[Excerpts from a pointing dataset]
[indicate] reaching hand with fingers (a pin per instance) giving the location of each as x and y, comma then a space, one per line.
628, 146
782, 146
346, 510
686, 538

_What the exercise asks_:
Output every line of the records above as a numbered list, omitting blank lines.

_Exercise output_:
1. [indicate] reaching hand with fingers (a pin per instance) giving the location of each as x and y, comma then a space, one per line.
2. 628, 146
3. 782, 146
4. 346, 510
5. 686, 538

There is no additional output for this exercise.